_Given task_
Please reproduce all of the material below line for line, changing nothing.

_Listing_
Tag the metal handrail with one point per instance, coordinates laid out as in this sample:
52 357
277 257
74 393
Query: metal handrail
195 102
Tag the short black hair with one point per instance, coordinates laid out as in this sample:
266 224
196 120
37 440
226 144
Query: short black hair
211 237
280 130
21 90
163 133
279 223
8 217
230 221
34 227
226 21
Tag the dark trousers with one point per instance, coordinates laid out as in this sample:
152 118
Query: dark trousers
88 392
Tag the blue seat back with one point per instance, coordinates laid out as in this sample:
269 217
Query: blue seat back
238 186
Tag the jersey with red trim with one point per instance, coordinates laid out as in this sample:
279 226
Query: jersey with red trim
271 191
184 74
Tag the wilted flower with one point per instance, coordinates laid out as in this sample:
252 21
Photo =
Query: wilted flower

_Task response_
Tag the metal handrail with one point per instance, coordinates laid out as in this sample:
52 357
277 257
74 393
Query: metal handrail
195 102
Tag the short black hair with one point per instance, coordinates laid out as in this sample:
266 224
196 120
37 440
226 144
Query: short black hair
211 237
280 130
21 90
163 133
279 223
8 217
230 221
34 227
226 21
Tag the dark trousers with one point per instance, coordinates laid out as in this sample:
152 118
Query: dark trousers
88 392
Tag the blue seat back with one point per instance, coordinates laid out as in this sample:
269 217
Query: blue seat back
238 186
Tag the jersey with red trim with one point per instance, coordinates laid out as in this sample:
279 226
Query: jersey with red trim
271 191
184 74
Tag the wilted flower with one point per instance, coordinates laid out as in this sample:
252 21
Photo =
Query: wilted flower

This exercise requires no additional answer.